● **Texte de lecture**
────────
La première course du genre a lieu à Londres, en 1878, et s’importe par la suite aux États-Unis, après quoi la migration vers les voisins du Nord n’est plus qu’une formalité.

Ainsi, Montréal inaugure sa première course de six jours le 30 septembre 1929. Et avec de grands noms. Le promoteur de l’événement, William Spencer, était tout content d’avoir mis sous contrat les stars sur deux roues montréalaises qu’étaient Henri Lepage, Tony Fitz et Fioravanti Baggio. Ils affrontaient pour cette première édition neuf équipes venues de France, des États-Unis, de Belgique, d’Allemagne, d’Irlande et d’Italie.

Le fonctionnement

Le règlement de base est simple : un membre de chaque équipe de deux cyclistes professionnels doit être sur la piste en tout temps, de jour comme de nuit, pendant 144 heures. Ce relais, on s’en doute, permet à celui hors piste de manger, boire, dormir (enfin, comme dormirait un parent de nouveau-né qui fait des coliques, admettons). Pendant ce temps, celui qui roule pédale fort pour conserver la position de son équipe.

Le but de la course? Accomplir le plus grand nombre possible de révolutions en 144 heures. Le prix? Une jolie bourse en argent! Et l'admiration populaire, il va sans dire.
────────
● **Consignes**
[1] Énumérez tous les pays d'où venaient les neuf équipes adverses selon le texte sur la course de six jours.
[2] Renvoyez le passage du texte sur la course de six jours qui va de « Le fonctionnement » jusqu'à « va sans dire. », sans rien y changer.
[3] Répondez à ces questions d'après le texte sur la course de six jours.
(a) Dans quelle ville et en quelle année a eu lieu la première course du genre ?
(b) À quelle date Montréal a-t-elle inauguré sa première course de six jours ?
(c) Pendant combien d'heures un membre de chaque équipe doit-il être sur la piste ?

(Données d'expressions référentielles à partir de photos)
────────
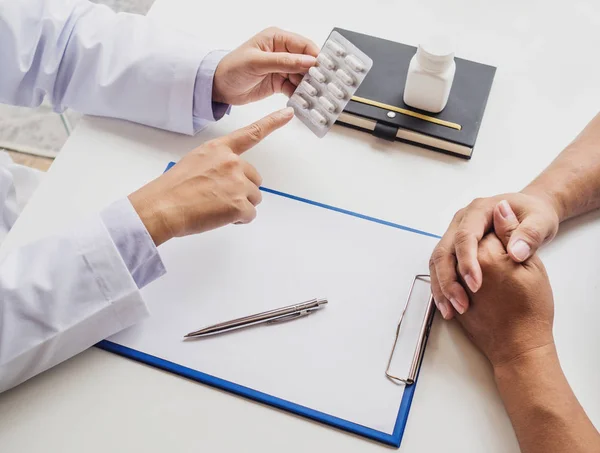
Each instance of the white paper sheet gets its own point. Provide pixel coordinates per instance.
(332, 361)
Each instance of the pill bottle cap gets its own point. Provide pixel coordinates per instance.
(436, 53)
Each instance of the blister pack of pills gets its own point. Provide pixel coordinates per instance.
(324, 92)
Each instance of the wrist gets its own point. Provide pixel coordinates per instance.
(531, 361)
(553, 199)
(217, 92)
(152, 217)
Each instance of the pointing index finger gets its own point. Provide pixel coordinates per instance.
(245, 138)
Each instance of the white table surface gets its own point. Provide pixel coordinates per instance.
(546, 89)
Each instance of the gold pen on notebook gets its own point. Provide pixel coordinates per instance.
(288, 313)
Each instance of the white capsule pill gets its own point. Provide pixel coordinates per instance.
(318, 117)
(354, 63)
(316, 74)
(311, 90)
(298, 99)
(337, 49)
(345, 77)
(325, 61)
(327, 104)
(336, 90)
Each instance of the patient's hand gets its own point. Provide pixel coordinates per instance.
(513, 311)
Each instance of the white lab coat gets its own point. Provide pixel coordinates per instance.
(62, 294)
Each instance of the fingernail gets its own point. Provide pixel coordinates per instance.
(287, 112)
(307, 61)
(459, 308)
(506, 211)
(520, 250)
(470, 281)
(444, 310)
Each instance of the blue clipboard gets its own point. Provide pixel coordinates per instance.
(393, 439)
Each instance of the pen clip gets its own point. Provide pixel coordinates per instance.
(285, 318)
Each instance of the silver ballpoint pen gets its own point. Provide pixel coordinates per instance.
(267, 317)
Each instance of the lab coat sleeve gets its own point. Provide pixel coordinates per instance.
(91, 59)
(59, 296)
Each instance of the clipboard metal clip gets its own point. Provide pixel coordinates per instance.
(424, 332)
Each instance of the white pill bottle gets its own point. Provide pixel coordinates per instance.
(430, 75)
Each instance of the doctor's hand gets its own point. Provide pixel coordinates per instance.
(273, 61)
(454, 261)
(512, 313)
(209, 188)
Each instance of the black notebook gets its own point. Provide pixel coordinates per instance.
(377, 105)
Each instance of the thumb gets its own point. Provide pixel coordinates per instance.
(505, 222)
(245, 138)
(521, 239)
(283, 62)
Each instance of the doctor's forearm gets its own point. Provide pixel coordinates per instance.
(572, 181)
(87, 57)
(543, 409)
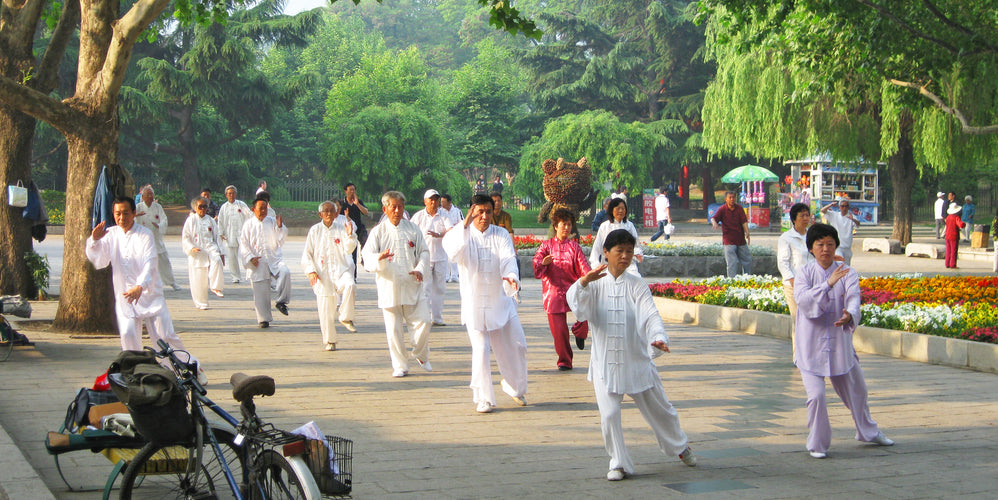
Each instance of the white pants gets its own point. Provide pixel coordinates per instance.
(510, 348)
(232, 263)
(204, 278)
(851, 387)
(435, 287)
(417, 318)
(166, 270)
(159, 327)
(656, 410)
(261, 293)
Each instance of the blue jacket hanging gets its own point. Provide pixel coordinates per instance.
(103, 200)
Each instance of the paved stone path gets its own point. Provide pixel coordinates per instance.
(739, 399)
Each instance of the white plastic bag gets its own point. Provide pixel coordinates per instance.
(17, 196)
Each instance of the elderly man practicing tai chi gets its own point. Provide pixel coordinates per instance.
(486, 258)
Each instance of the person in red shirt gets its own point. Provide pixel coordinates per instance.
(734, 235)
(558, 263)
(953, 227)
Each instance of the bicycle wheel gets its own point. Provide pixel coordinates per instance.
(168, 471)
(6, 339)
(278, 479)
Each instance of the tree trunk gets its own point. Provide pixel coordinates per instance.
(904, 174)
(15, 231)
(86, 298)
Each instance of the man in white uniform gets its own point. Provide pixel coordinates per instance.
(455, 216)
(328, 263)
(397, 255)
(205, 256)
(129, 249)
(486, 258)
(260, 245)
(434, 224)
(231, 216)
(843, 221)
(150, 215)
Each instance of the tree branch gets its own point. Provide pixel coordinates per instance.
(967, 128)
(40, 106)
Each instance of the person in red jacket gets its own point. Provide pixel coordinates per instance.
(953, 227)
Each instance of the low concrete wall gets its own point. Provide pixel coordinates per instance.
(693, 267)
(931, 349)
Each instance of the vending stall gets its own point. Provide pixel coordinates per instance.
(821, 180)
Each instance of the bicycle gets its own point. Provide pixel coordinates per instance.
(237, 459)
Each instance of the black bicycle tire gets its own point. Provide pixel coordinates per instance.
(273, 471)
(175, 484)
(6, 339)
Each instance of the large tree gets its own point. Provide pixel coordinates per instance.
(18, 63)
(800, 77)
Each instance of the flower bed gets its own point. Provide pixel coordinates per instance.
(957, 307)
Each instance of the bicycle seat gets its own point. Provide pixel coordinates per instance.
(245, 387)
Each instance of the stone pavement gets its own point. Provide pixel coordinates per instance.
(739, 399)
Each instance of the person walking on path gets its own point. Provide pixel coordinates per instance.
(397, 255)
(150, 215)
(260, 245)
(734, 235)
(205, 254)
(969, 211)
(627, 335)
(662, 214)
(558, 263)
(617, 210)
(939, 209)
(231, 217)
(844, 222)
(827, 295)
(485, 255)
(356, 210)
(434, 224)
(953, 227)
(129, 249)
(792, 254)
(327, 263)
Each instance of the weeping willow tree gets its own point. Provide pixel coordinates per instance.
(801, 77)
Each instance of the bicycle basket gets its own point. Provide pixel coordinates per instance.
(331, 464)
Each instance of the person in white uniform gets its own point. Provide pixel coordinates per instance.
(627, 334)
(150, 215)
(434, 224)
(397, 255)
(328, 263)
(486, 259)
(205, 254)
(129, 249)
(455, 216)
(231, 216)
(792, 254)
(844, 222)
(260, 245)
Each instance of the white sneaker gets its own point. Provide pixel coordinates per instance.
(882, 440)
(615, 475)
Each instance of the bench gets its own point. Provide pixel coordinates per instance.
(882, 245)
(930, 250)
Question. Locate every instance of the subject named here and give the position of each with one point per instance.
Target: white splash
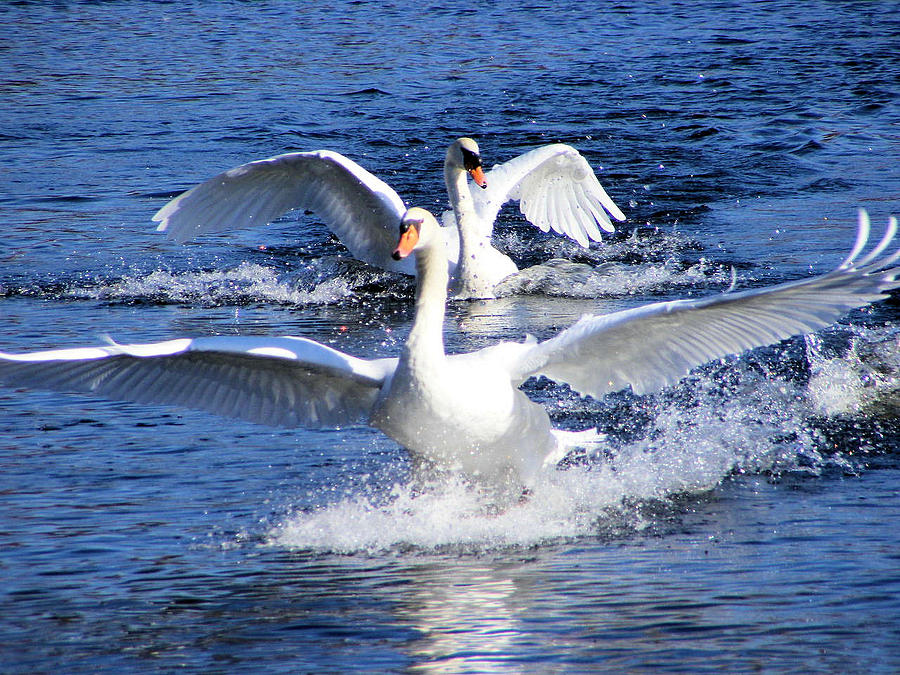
(856, 378)
(751, 426)
(246, 282)
(559, 277)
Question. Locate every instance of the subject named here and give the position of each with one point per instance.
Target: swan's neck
(463, 208)
(472, 280)
(426, 339)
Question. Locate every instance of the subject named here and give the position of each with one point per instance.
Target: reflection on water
(739, 521)
(467, 617)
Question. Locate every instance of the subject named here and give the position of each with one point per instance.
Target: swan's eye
(408, 223)
(471, 160)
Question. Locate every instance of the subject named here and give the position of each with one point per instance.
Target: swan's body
(556, 188)
(462, 411)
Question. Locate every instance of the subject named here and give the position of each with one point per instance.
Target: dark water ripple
(739, 521)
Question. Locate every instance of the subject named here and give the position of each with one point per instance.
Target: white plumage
(554, 184)
(463, 411)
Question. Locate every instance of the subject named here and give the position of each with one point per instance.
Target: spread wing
(280, 381)
(556, 189)
(655, 345)
(362, 210)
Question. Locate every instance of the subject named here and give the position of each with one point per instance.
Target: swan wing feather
(280, 381)
(655, 345)
(556, 189)
(362, 210)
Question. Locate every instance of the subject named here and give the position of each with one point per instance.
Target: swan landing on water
(554, 185)
(463, 412)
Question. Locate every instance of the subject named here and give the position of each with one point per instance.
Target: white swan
(555, 186)
(463, 411)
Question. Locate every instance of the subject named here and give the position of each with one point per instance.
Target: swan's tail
(590, 440)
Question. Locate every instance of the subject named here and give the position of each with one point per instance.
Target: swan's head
(463, 153)
(417, 229)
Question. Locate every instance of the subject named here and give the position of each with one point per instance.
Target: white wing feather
(655, 345)
(556, 189)
(281, 381)
(362, 210)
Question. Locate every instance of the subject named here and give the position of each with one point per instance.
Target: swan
(464, 412)
(555, 186)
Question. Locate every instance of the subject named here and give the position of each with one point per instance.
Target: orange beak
(407, 243)
(478, 176)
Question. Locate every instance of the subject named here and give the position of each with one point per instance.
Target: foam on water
(731, 419)
(858, 377)
(558, 277)
(247, 282)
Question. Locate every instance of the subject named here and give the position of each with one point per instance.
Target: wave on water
(563, 278)
(248, 282)
(856, 376)
(736, 417)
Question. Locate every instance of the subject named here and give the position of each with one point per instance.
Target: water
(741, 520)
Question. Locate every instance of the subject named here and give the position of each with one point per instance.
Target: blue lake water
(745, 518)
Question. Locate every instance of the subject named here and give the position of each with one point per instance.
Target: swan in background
(555, 186)
(463, 411)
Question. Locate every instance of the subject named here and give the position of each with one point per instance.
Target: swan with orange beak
(464, 412)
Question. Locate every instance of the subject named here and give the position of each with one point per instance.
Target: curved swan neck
(427, 333)
(462, 203)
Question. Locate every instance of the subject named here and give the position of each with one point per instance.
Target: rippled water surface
(741, 520)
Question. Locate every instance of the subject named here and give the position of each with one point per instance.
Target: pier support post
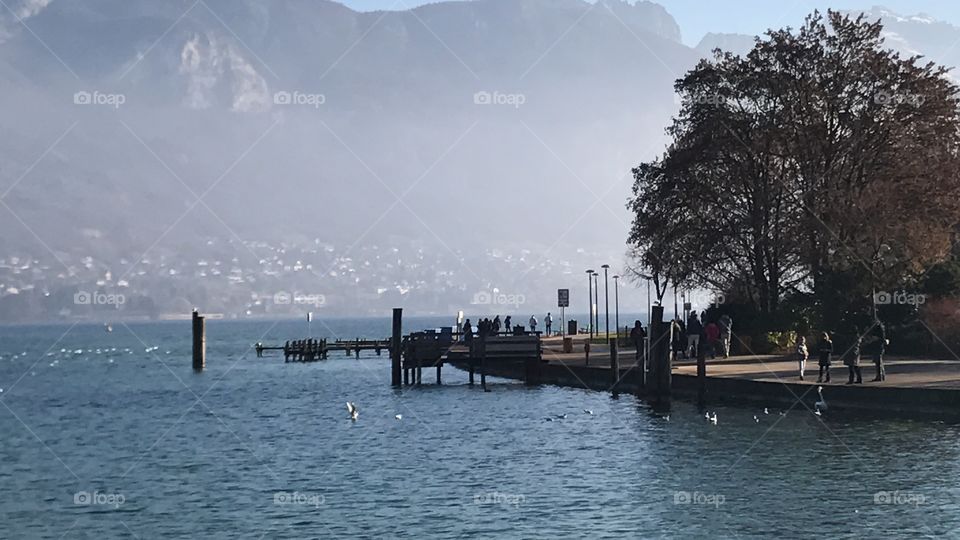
(614, 363)
(199, 342)
(395, 345)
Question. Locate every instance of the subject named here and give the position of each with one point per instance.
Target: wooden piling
(199, 342)
(395, 345)
(614, 362)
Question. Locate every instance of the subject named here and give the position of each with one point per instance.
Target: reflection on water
(102, 438)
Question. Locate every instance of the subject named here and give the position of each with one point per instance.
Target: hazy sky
(697, 17)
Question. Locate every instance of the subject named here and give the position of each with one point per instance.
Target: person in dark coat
(879, 346)
(852, 359)
(826, 350)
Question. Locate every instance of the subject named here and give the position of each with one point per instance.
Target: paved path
(901, 372)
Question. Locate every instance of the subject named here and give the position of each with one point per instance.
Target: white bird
(352, 409)
(821, 405)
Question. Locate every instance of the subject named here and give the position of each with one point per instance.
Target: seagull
(821, 405)
(352, 409)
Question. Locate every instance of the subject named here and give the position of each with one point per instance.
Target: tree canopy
(820, 165)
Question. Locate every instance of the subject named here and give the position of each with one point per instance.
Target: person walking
(879, 348)
(712, 335)
(852, 360)
(802, 355)
(694, 329)
(826, 350)
(726, 334)
(638, 337)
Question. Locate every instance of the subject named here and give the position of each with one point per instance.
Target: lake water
(102, 438)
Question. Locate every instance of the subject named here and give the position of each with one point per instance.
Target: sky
(698, 17)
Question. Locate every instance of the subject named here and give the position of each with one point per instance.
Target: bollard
(395, 345)
(614, 363)
(199, 342)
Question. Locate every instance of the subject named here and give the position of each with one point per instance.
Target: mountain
(456, 127)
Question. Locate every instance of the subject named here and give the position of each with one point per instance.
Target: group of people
(873, 342)
(486, 327)
(716, 336)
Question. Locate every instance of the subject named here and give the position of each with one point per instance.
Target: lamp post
(590, 298)
(596, 302)
(606, 299)
(616, 302)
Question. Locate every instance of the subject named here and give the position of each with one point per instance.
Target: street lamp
(590, 298)
(616, 301)
(596, 300)
(606, 299)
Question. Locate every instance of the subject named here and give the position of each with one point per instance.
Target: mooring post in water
(483, 370)
(702, 369)
(656, 350)
(395, 344)
(614, 363)
(199, 342)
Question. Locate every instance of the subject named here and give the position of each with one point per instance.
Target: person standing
(694, 329)
(826, 350)
(802, 355)
(852, 360)
(726, 334)
(879, 348)
(712, 335)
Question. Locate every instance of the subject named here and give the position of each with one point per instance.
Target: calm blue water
(101, 438)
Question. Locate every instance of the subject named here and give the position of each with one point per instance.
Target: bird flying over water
────────
● **Réponses**
[1] France, États-Unis, Belgique, Allemagne, Irlande, Italie

[2]
Le fonctionnement

Le règlement de base est simple : un membre de chaque équipe de deux cyclistes professionnels doit être sur la piste en tout temps, de jour comme de nuit, pendant 144 heures. Ce relais, on s’en doute, permet à celui hors piste de manger, boire, dormir (enfin, comme dormirait un parent de nouveau-né qui fait des coliques, admettons). Pendant ce temps, celui qui roule pédale fort pour conserver la position de son équipe.

Le but de la course? Accomplir le plus grand nombre possible de révolutions en 144 heures. Le prix? Une jolie bourse en argent! Et l'admiration populaire, il va sans dire.

[3]
(a) À Londres, en 1878.
(b) Le 30 septembre 1929.
(c) Pendant 144 heures.